■ **PROVIDED PASSAGE**

The Tender of Union was a declaration of the Parliament of England during the Interregnum following the War of the Three Kingdoms stating that Scotland would cease to have an independent parliament and would join England in its emerging Commonwealth republic.

The English parliament passed the declaration on 28 October 1651 and after a number of interim steps an Act of Union was passed on 26 June 1657. The proclamation of the Tender of Union in Scotland on 4 February 1652 regularised the de facto annexation of Scotland by England following the English victory in the recent Anglo-Scottish war. Under the terms of the Tender of Union and the final enactment, the Scottish Parliament was permanently dissolved and Scotland was given 30 seats in the Westminster Parliament. This act, like all the others passed during the Interregnum, was repealed by both Scottish and English parliaments upon the Restoration of monarchy under Charles II.

==Declaration and reaction==
On 28 October 1651 the English Parliament issued the Declaration of the Parliament of the Commonwealth of England, concerning the Settlement of Scotland, in which it was stated that "Scotland shall, and may be incorporated into, and become one Common-wealth with this England". Eight English commissioners were appointed, Oliver St John, Sir Henry Vane, Richard Salwey, George Fenwick, John Lambert, Richard Deane, Robert Tichborne, and George Monck, to further the matter. The English parliamentary commissioners travelled to Scotland and at Mercat Cross in Edinburgh on 4 February 1652, proclaimed that the Tender of Union was in force in Scotland. By 30 April 1652 the representatives of the shires and Royal burgers of Scotland had agreed to the terms which included an oath that Scotland and England be subsumed into one Commonwealth. On 13 April 1652—between the proclamation and the last of the shires to agree to the terms—a bill for an Act for incorporating Scotland into one Commonwealth with England was given a first and a second reading in Rump Parliament but it failed to return from its committee stage before the Rump was dissolved. A similar act was introduced into the Barebones Parliament but it too failed to be enacted before that parliament was dissolved.

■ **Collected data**
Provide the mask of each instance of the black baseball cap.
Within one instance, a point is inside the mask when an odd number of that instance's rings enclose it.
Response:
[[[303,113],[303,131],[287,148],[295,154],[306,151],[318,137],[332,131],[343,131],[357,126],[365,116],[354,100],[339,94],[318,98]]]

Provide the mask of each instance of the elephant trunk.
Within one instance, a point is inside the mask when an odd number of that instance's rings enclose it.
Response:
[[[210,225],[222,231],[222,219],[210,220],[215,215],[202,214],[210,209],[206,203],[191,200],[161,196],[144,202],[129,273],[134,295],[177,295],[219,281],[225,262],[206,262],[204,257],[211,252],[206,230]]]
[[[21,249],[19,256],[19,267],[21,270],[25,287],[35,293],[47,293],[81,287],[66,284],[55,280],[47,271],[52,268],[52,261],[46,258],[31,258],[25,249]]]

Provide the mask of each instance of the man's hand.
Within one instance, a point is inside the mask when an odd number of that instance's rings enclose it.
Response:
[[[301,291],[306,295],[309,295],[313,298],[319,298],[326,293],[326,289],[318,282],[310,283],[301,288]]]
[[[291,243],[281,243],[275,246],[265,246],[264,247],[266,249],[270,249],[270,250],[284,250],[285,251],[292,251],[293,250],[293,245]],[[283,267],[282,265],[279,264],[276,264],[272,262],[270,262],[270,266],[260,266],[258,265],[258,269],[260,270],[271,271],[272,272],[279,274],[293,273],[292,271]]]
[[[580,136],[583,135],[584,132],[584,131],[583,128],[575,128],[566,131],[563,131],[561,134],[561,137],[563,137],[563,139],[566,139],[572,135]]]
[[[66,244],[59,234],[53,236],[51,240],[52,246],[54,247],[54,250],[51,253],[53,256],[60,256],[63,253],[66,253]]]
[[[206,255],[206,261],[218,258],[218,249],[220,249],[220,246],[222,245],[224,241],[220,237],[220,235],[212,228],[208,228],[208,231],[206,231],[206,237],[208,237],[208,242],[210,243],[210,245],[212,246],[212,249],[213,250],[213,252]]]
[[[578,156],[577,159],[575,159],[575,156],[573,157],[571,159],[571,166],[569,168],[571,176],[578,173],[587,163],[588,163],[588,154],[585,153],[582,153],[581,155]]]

■ **WORK INSTRUCTION A**
In the Tender of Union text, swap "republic" for "state" and write out the section that begins at the words "The Tender of Union was a" and ends after "emerging Commonwealth republic.".
■ **WORK INSTRUCTION B**
Extend the account of the Tender of Union past its final sentence.

■ **RESPONSE A**
The Tender of Union was a declaration of the Parliament of England during the Interregnum following the War of the Three Kingdoms stating that Scotland would cease to have an independent parliament and would join England in its emerging Commonwealth state.

■ **RESPONSE B**
==Approval by the Lord Protector and Parliament==

On 12 April 1654, the Ordinance for uniting Scotland into one Commonwealth with England issued by the Lord Protector Oliver Cromwell and proclaimed in Scotland by the military governor of Scotland, General George Monck. The Ordinance did not become an Act of Union until it was approved by the Second Protectorate Parliament on 26 June 1657 in an act that enabled several bills.